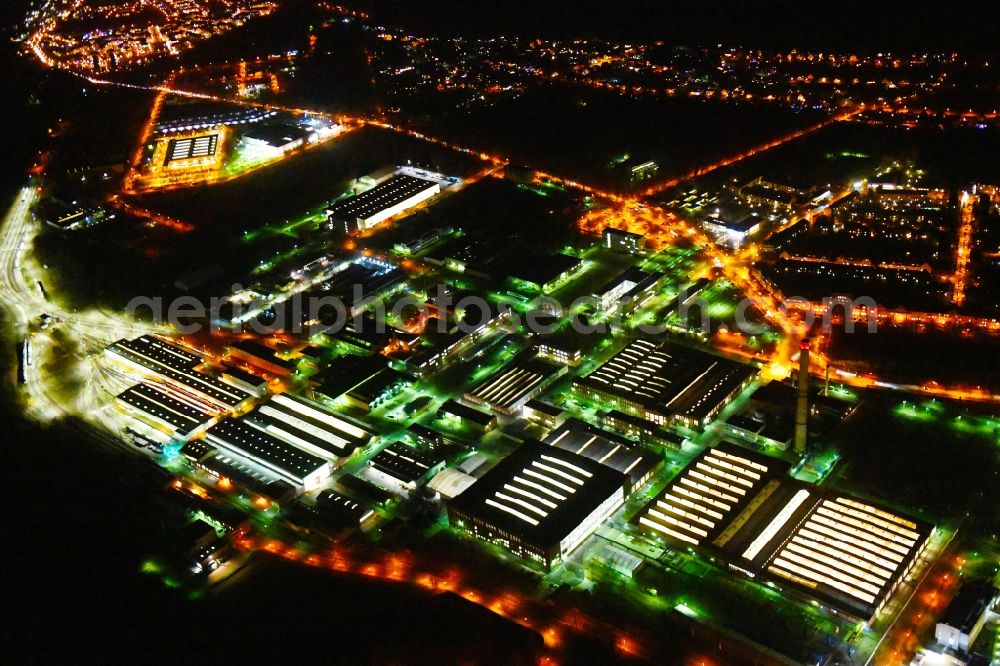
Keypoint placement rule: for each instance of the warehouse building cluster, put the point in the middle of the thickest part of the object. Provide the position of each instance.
(539, 503)
(666, 384)
(744, 509)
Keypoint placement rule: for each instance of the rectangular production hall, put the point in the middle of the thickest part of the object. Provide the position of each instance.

_The problem_.
When an image appears in the data, skip it and output the rest exactly.

_Solution_.
Keypoint placement rule: for each instance of the warehouse building cluster, put the point in the middle of the thickest part of the object. Provide the position of each instance.
(539, 503)
(666, 384)
(744, 509)
Keypoint placement rule: for each instance of the rectangular production hall, put the point in the middle of the thickest part of the object. Provide the position of each instance.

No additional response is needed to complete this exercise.